Photo-based referring expression data
:::

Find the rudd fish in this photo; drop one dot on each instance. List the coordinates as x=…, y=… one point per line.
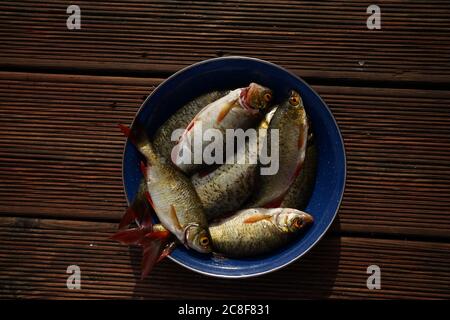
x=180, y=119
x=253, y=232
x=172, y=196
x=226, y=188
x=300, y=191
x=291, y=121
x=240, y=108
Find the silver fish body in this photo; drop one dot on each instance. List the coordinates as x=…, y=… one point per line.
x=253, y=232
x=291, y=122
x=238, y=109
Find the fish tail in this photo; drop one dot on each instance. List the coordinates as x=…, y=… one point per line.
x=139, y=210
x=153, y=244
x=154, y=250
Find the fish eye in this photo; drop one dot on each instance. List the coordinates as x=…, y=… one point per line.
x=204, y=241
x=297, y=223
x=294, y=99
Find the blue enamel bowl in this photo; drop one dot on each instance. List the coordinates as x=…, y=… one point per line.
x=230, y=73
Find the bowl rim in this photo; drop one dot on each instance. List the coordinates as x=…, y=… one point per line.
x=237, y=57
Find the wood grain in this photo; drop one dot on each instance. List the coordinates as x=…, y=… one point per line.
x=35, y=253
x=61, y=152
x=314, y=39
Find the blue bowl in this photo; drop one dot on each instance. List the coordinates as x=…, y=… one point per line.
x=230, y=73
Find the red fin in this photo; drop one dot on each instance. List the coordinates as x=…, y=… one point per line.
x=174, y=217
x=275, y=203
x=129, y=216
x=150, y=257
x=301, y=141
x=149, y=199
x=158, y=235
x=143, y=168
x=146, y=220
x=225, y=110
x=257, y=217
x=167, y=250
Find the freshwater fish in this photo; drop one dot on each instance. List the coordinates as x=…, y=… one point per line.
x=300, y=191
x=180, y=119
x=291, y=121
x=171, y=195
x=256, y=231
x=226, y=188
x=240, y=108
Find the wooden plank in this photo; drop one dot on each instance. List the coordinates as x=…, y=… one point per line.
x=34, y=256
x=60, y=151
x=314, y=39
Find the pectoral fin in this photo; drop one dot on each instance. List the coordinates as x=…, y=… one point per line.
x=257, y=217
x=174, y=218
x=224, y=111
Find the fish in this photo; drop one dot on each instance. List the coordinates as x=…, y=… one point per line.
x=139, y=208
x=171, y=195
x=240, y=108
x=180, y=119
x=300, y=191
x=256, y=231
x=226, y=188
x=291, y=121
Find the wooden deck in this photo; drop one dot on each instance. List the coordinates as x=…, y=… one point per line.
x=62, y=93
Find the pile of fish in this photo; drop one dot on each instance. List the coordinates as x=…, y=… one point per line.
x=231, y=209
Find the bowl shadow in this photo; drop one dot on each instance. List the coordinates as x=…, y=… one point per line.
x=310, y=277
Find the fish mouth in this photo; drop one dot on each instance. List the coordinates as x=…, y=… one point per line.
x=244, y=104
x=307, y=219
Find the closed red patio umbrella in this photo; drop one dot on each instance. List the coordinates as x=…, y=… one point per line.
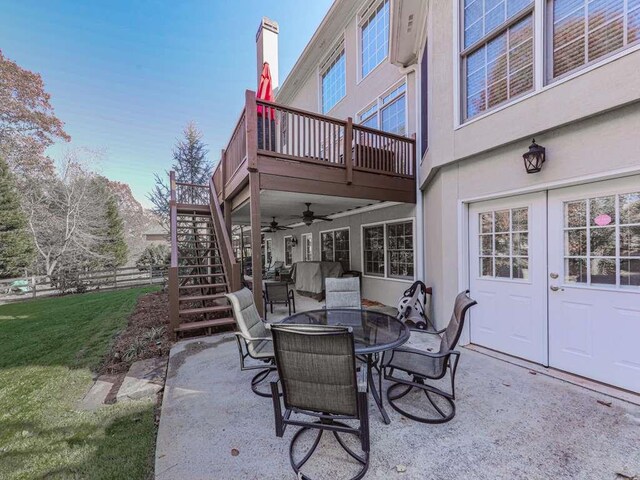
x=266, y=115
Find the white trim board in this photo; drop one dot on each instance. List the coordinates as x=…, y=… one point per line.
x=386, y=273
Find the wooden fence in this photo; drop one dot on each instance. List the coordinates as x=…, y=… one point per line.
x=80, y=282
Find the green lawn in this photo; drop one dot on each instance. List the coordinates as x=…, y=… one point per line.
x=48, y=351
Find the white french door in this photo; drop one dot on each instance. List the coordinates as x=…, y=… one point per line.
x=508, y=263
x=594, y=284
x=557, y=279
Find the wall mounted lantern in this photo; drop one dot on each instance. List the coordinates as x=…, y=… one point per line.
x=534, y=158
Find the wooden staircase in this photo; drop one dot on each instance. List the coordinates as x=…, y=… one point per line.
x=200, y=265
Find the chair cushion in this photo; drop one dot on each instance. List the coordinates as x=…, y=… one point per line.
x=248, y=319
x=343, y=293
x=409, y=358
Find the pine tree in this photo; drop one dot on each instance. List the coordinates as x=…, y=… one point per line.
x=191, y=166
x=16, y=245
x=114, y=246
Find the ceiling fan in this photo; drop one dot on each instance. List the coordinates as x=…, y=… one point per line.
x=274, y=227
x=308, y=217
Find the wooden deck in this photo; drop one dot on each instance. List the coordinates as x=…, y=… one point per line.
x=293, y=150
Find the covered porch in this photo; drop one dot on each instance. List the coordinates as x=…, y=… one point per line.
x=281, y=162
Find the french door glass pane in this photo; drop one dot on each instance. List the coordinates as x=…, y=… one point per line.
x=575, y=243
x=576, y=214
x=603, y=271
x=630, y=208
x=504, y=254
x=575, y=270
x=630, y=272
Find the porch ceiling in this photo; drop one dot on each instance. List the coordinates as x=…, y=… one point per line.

:::

» **Aim of the exercise**: Strip the images and return the remaining data exactly.

» **Finished task**:
Find the rudd fish in this photo; drop one dot on each instance. List the coordinates as x=…, y=… one point per line.
x=180, y=119
x=253, y=232
x=172, y=196
x=226, y=188
x=300, y=191
x=291, y=121
x=240, y=108
Find the silver fish body in this photo; drop one dot on each instance. List the coordinates as x=…, y=… one point per line.
x=253, y=232
x=291, y=122
x=238, y=109
Find the fish tail in this photo; drop one dot on each instance. List the coordinates as x=…, y=… one point per line.
x=139, y=210
x=153, y=244
x=154, y=250
Find the fish eye in this photo; drop one dot on each instance. List the coordinates as x=…, y=… one point per line.
x=204, y=241
x=297, y=223
x=294, y=99
Find the blue enamel bowl in this photo; drop one dot on each instance. List the coordinates as x=…, y=… one point per line.
x=230, y=73
Find the bowl rim in this photo; drop one dot on each instance. List the coordinates as x=…, y=… one point per line.
x=237, y=57
Find the wood grain in this photo; drop one dot on each instance. List the coordinates as x=…, y=… one point per line.
x=35, y=253
x=61, y=152
x=314, y=39
Find the blue bowl in this photo; drop one dot on each instance. List the coordinates as x=…, y=… one point per line.
x=230, y=73
Find the red fin in this photo; drop one dot on each instance. List the coordinates as x=…, y=… one point per line.
x=174, y=217
x=275, y=203
x=129, y=216
x=150, y=257
x=301, y=141
x=149, y=199
x=158, y=235
x=143, y=168
x=146, y=220
x=225, y=110
x=257, y=217
x=167, y=250
Find the freshwater fish in this photo; drop one dot on each instance. List the coordinates as x=…, y=… one point per line.
x=300, y=191
x=180, y=119
x=291, y=121
x=171, y=195
x=256, y=231
x=226, y=188
x=240, y=108
Find the wooden plank in this photo; drop one dot on each instance. List the coordinates as x=…, y=… one point per line.
x=34, y=256
x=60, y=151
x=314, y=39
Find the pectoral fin in this photo; drop one dot on each instance. List the coordinates as x=…, y=… one point per line.
x=257, y=217
x=174, y=218
x=224, y=111
Find the fish in this photo; drop one dot on each instance. List the coordinates as x=…, y=… one point per line.
x=139, y=208
x=171, y=195
x=240, y=108
x=180, y=119
x=300, y=191
x=256, y=231
x=226, y=188
x=291, y=121
Find the wooden deck in this photo; drop one dot on each instance. List the coordinates as x=…, y=… one point per line.
x=62, y=93
Find the pile of fish in this photo; drop one dot on each instance. List the coordinates as x=…, y=… one point per line.
x=231, y=209
Find the bowl shadow in this photo; drop one dot on each instance. List the coordinates as x=…, y=… one point per line.
x=310, y=277
Find the fish mouth in this photo; drop one dot on each instance. List the coordinates as x=…, y=… one point per line.
x=244, y=104
x=307, y=219
Find the closed red patio umbrella in this photo; drop one dot on each instance. List the coordinates as x=…, y=… one point per line.
x=266, y=115
Find the white trim board in this photo; drop one dot on each instance. List the coordinates as x=…, y=… one point per line.
x=386, y=273
Find the wooden fence in this photo; drop one dot on each instance. List the coordinates as x=…, y=… one point per line.
x=80, y=282
Find the green lawn in this photo; drop one dot on each instance. List the coordinates as x=…, y=… one point per line.
x=48, y=351
Find the white french door in this photo; drop one dot on each instance. List the coordinates as x=…, y=… one point per line.
x=508, y=263
x=594, y=284
x=557, y=279
Find the wall mounted lantern in this photo; drop one dot on each instance. List the coordinates as x=…, y=… one point per line.
x=534, y=158
Find the wooden staircase in this photo; drop one dot on each instance. List the coordinates as x=…, y=… one point per line.
x=200, y=265
Find the chair cushion in this photo; drop one dot on each instance. List the coordinates as x=…, y=… one point per line.
x=248, y=319
x=343, y=293
x=409, y=358
Find the pine tree in this photo; drop one dot on each instance. List the coordinates as x=…, y=… one point per line.
x=191, y=166
x=16, y=245
x=114, y=246
Find the ceiling fan in this photo; drop one dot on each instance. List the coordinates as x=…, y=… one point per line.
x=274, y=227
x=308, y=217
Find the wooden deck in this photo; drop one dot on each instance. List the coordinates as x=…, y=… one point per line.
x=293, y=150
Find the covered porch in this photo; drop one dot on each instance. List the coordinates as x=…, y=… one point per line.
x=281, y=162
Find the french door glass pane in this photo; drop one dot on each instance. List the coordinates as x=…, y=… one point per line.
x=575, y=243
x=576, y=214
x=603, y=271
x=630, y=208
x=504, y=254
x=575, y=270
x=630, y=272
Find the porch ceiling in this photo; drop one dot on each instance. List the coordinates as x=…, y=… one point per line.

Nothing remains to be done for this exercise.